Requirement: Extract all of the entries and set them down verbatim.

Input records:
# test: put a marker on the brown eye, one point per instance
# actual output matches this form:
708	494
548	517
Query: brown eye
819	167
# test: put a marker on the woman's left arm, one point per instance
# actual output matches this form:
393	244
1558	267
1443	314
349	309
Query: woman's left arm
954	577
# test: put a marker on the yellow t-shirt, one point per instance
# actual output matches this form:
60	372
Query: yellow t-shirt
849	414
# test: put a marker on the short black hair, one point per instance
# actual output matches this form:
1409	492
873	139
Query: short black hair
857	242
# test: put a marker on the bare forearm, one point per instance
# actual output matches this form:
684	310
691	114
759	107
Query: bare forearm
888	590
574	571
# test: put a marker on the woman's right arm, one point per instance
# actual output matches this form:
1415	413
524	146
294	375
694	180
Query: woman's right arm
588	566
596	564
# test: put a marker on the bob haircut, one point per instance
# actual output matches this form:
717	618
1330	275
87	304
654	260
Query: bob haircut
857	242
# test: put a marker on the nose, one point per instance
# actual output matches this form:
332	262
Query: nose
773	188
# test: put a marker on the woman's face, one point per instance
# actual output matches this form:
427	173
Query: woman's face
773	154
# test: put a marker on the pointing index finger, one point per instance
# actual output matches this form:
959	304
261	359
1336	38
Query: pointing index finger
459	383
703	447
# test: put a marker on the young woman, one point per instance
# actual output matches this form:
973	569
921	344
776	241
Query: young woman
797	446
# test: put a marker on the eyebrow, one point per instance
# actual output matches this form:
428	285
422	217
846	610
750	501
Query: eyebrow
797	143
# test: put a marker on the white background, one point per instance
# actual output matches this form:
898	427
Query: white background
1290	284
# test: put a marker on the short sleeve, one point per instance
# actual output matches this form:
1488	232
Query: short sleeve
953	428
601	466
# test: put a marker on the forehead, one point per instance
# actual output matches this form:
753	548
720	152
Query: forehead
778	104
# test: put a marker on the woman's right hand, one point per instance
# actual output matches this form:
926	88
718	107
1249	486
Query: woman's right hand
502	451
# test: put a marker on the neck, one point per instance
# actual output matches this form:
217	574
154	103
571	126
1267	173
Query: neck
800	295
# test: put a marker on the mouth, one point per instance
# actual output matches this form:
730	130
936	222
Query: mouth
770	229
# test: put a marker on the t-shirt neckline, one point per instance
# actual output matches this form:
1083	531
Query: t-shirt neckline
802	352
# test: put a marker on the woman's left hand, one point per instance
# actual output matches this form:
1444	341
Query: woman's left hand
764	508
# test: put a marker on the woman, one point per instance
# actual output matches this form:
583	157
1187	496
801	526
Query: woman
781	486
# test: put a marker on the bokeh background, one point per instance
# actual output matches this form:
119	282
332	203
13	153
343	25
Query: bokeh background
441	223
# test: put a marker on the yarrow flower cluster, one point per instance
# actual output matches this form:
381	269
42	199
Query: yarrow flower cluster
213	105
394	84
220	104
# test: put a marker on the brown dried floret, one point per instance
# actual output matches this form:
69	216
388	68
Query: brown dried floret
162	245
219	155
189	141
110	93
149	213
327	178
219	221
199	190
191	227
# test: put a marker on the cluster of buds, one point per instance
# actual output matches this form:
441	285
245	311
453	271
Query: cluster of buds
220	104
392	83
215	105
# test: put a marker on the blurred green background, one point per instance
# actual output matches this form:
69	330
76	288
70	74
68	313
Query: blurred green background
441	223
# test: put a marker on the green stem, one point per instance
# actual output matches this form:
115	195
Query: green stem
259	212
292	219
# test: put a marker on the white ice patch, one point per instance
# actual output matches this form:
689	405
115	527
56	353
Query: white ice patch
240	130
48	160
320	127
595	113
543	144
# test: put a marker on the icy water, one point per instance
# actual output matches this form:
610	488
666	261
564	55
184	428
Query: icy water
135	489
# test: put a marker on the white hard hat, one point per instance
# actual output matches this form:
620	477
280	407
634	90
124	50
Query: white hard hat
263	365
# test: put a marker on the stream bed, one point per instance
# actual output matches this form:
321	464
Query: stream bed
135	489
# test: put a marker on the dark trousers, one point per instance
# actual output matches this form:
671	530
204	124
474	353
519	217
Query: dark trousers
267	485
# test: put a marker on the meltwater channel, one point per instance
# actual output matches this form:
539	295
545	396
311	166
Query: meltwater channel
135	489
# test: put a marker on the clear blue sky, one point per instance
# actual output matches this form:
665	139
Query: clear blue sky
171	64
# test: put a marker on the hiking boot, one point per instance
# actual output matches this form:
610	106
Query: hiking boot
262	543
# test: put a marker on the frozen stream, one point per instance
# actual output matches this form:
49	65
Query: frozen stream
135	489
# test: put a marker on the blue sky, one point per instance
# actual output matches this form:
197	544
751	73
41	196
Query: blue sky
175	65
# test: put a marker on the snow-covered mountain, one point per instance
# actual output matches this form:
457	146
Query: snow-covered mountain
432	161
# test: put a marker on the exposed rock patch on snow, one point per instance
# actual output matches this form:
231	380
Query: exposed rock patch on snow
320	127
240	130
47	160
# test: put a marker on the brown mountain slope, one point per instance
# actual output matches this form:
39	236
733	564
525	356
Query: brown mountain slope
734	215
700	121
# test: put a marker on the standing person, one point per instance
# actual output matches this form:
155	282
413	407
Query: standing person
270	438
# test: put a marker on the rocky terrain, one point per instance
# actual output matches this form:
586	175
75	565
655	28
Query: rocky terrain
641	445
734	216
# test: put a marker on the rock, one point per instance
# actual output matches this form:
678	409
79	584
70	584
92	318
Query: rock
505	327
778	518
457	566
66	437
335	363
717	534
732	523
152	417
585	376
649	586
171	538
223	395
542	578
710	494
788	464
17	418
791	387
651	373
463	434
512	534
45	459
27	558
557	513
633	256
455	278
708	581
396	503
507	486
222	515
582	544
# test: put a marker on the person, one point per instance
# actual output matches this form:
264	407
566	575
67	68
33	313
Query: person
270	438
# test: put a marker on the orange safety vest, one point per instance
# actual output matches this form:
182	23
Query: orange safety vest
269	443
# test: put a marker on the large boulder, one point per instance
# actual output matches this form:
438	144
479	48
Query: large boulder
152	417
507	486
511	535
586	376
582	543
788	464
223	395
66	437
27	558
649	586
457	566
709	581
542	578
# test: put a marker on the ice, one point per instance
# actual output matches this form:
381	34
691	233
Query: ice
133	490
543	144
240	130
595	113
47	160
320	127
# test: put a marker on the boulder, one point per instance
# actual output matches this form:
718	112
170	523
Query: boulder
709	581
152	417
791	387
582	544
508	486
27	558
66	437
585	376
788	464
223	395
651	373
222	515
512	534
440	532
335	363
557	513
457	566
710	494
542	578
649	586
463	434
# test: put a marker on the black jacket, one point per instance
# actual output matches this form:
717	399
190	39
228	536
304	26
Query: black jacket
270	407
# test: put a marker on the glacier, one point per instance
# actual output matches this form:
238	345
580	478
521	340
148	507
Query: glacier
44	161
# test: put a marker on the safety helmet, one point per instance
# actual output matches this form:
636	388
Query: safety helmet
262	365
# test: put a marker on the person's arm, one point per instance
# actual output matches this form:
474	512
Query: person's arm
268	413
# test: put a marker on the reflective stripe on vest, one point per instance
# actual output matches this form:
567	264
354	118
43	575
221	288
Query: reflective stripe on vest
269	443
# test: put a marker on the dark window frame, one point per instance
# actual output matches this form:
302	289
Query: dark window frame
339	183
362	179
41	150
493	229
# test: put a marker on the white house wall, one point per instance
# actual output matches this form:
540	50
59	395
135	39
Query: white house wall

Response below:
# test: put a marker on the brown eye, one point per instance
# actual output matches this form:
708	494
548	517
Query: brown eye
819	167
# test: put a marker on the woman's left arm, one point per instance
# actual output matches this form:
393	244
1558	267
1443	314
349	309
Query: woman's left arm
954	577
# test: put a marker on the yellow t-shirt, one point per instance
# actual output matches this form:
60	372
Query: yellow t-shirt
849	414
# test: put a marker on the short black hair, one point per instance
# actual output matches this form:
1409	492
873	139
Query: short black hair
857	242
# test: put a marker on the bare forearm, one point per instance
# actual output matches this form:
684	310
691	114
759	107
Query: bare forearm
888	590
574	571
# test: put a marker on the woman's right arm, one point per instance
# actual output matches this form:
1415	413
524	146
294	375
694	180
Query: woman's right arm
588	566
596	564
# test: put a marker on the bob haircut, one point per instance
# actual output matches this form:
717	618
1330	275
87	304
654	260
Query: bob haircut
857	242
# test: put a marker on the nose, one point per instance
# actual output matches this form:
332	262
Query: nose
773	188
# test: put a marker on the woman's face, one point per instance
# actual output matches this form:
427	173
Query: woman's face
773	154
# test: put a marker on the pointing index finger, one point per instance
# actual output matches this form:
959	304
261	359
1336	38
Query: pointing index finger
459	383
703	447
# test: put a marker on the young woman, one point per instance
# actual output matches this form:
973	569
921	344
776	241
Query: young woman
797	446
# test: put a marker on the eyebrow, one point per instance
# actual output matches this form:
428	285
422	217
846	610
750	501
Query: eyebrow
797	143
# test: put a marker on the white background, one point per instance
# actual output matches this form:
898	427
Query: white background
1290	284
# test: put a marker on the short sleeve, one point per instance
# actual output matches this form:
1488	232
Query: short sleeve
953	428
601	466
# test: put a marker on the forehead, one point per instance
# actual output matches this form:
753	548
720	152
Query: forehead
778	104
# test: put a marker on the woman's right hand, one point per instance
# actual output matches this form:
926	88
718	107
1249	486
Query: woman's right hand
502	451
# test: put a marker on the neck, one point per instance
# actual output matches this form:
217	574
154	103
571	126
1267	173
Query: neck
800	295
# test: put a marker on the mouth, one point per instance
# actual output matches this form:
730	130
936	222
Query: mouth
770	229
# test: put a marker on the t-shirt neckline, one point per instance
# actual output matches this form:
1083	531
Query: t-shirt neckline
802	352
# test: put a marker on the woman's left hand, one point per instance
# actual output matches this form:
1444	341
Query: woman's left hand
764	508
# test: put a marker on the woman, one point per instance
# actual output matches this form:
583	157
1187	496
801	526
Query: woman
781	486
# test: put a marker on the bokeh background, one point per instance
# actual output matches this form:
119	282
332	203
13	153
343	25
Query: bokeh background
441	223
# test: put a marker on the yarrow flower cluster, one point per instance
# actual output matches this form:
381	269
42	199
Query: yarrow flower cluster
213	105
394	84
220	104
# test: put a marker on the brown dried floret, one point per instance
# actual output matches this form:
69	216
388	68
Query: brown dried floret
162	245
219	155
189	141
110	93
149	213
327	178
219	221
199	190
191	227
# test: put a marker on the cluster of buds, one point per instance
# actual output matches this form:
441	285
245	311
453	271
Query: cluster of buds
220	104
392	83
215	105
# test: put a marker on the blurred green background, one point per instance
# actual output matches this form:
69	330
76	288
70	74
68	313
Query: blurred green background
441	223
# test: put a marker on the green stem, one point per instance
# actual output matches this form:
115	195
Query: green stem
259	212
292	219
# test: put a marker on the white ice patch, one point per instance
# actual output matches this form:
689	405
115	527
56	353
Query: white ice patch
240	130
48	160
320	127
595	113
543	144
# test: put a marker on the icy water, one point per instance
# actual output matches this form:
610	488
666	261
564	55
184	428
Query: icy water
135	489
# test: put a marker on the white hard hat, one point per instance
# actual output matches this form:
620	477
280	407
634	90
124	50
Query: white hard hat
263	365
# test: put a marker on the stream bed, one point per instance
# actual output matches this form:
321	464
Query: stream bed
135	489
# test: put a marker on the dark trousers, one point per instance
# actual output matches this form:
671	530
204	124
474	353
519	217
Query: dark trousers
267	485
# test: put a marker on the meltwater channel, one point per instance
# actual output matches this form:
539	295
545	396
311	166
Query: meltwater channel
135	489
# test: put a marker on the clear blue sky, one point per instance
# actual output matches this form:
665	139
Query: clear blue sky
171	64
# test: put a marker on the hiking boot, one point per instance
# actual output matches this form:
610	106
Query: hiking boot
262	543
# test: put a marker on the frozen stream, one point per instance
# actual output matches this form:
49	65
Query: frozen stream
135	489
# test: put a marker on the blue sky, one point per instance
# actual output matches this form:
197	544
751	73
41	196
Query: blue sky
175	65
# test: put a marker on the snow-covered mountain, one point per instance
# actual output matches this form:
457	146
Query: snow-covered mountain
432	161
# test: put a marker on the exposed rock patch on snow, one point per instance
# actual output matches this form:
231	380
Query: exposed rock patch on snow
320	127
240	130
47	160
# test: put a marker on the brown mountain slope, one point per instance
# actual output matches this form:
39	236
733	564
525	356
Query: brown mountain slope
734	215
700	121
# test: put a marker on the standing person, one point per instance
# actual output matches this form:
155	282
413	407
Query: standing person
270	438
# test: put a marker on the rocky terrain, one point per instance
# actual output matches this form:
586	175
75	565
655	28
Query: rocky terrain
641	445
734	216
# test: put a marker on the rock, one point per instance
# actual output matches this form:
678	409
79	584
70	584
92	318
Query: rock
505	327
778	518
457	566
66	437
335	363
717	534
732	523
152	417
585	376
649	586
171	538
223	395
542	578
710	494
788	464
17	418
791	387
651	373
463	434
512	534
45	459
27	558
557	513
633	256
455	278
708	581
396	503
507	486
222	515
582	544
# test: put a marker on the person, one point per instance
# actual output matches this form:
264	407
566	575
67	68
33	313
Query: person
270	438
# test: put a marker on the orange safety vest, one point per instance
# actual output matches this form:
182	23
Query: orange safety vest
269	443
# test: put a marker on the large boulder, one point per instance
# actual output matches this form:
438	144
479	48
Query: large boulder
152	417
507	486
511	535
586	376
582	543
788	464
223	395
66	437
27	558
649	586
457	566
709	581
542	578
# test: put a marker on the ice, one point per instance
# actual output matches this form:
381	34
691	233
Query: ice
133	490
543	144
240	130
595	113
47	160
320	127
# test: put a marker on the boulder, one point per instance
# actual output matches this form:
718	112
170	523
Query: boulder
709	581
152	417
791	387
582	544
508	486
27	558
66	437
585	376
788	464
223	395
651	373
222	515
512	534
440	532
335	363
557	513
457	566
710	494
542	578
649	586
463	434
# test: put a marker on the black jacket, one point per instance
# actual output matches this form:
717	399
190	39
228	536
304	26
Query: black jacket
270	407
# test: put a marker on the glacier, one point per instance
# actual output matches this form:
238	345
580	478
521	340
148	507
Query: glacier
44	161
# test: put a marker on the safety helmet, one point per instance
# actual output matches this form:
636	388
Query: safety helmet
262	365
# test: put a marker on the person's arm, one point per instance
# actual output matches this form:
474	512
Query: person's arm
268	413
# test: put a marker on the reflective stripe on vest, one point per instance
# actual output matches this form:
567	264
354	118
43	575
221	288
Query: reflective stripe on vest
269	443
# test: put a marker on the dark window frame, one point per instance
# actual output matches this form:
302	289
Query: dark window frame
339	183
362	179
41	150
493	229
# test: put a marker on the white house wall, one point per instance
# actual output matches this form:
540	50
59	395
135	39
Query: white house wall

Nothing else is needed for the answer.